## Exercise requirements
Extract each line of the records that contains the word "orange". Case counts, so only lines with the same capitalization qualify.

***** Task inputs *****

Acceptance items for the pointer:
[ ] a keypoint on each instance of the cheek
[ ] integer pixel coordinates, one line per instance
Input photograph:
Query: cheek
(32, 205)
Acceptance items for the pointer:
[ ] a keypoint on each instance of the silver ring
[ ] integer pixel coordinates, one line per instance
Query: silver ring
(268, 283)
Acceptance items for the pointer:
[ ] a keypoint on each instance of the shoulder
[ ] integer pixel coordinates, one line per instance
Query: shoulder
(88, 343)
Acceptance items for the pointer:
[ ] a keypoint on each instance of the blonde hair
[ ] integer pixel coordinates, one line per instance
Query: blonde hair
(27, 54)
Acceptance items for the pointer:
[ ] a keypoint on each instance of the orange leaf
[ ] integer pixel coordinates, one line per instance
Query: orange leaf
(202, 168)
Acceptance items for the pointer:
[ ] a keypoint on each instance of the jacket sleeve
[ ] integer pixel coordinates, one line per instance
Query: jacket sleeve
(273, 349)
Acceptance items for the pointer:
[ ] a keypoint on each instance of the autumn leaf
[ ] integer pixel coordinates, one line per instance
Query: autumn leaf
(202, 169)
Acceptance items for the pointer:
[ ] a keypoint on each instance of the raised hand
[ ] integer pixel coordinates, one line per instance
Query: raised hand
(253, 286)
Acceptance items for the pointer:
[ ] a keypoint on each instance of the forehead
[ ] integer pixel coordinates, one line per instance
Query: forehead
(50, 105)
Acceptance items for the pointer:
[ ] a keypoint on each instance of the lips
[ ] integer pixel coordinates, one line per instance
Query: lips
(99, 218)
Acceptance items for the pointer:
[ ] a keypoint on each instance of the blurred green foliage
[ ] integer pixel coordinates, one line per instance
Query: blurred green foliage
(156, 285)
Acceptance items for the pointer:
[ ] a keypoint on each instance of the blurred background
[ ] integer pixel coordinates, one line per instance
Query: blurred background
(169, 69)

*****

## Reply to the task
[ ] a keypoint on each instance of the orange leaf
Query: orange leaf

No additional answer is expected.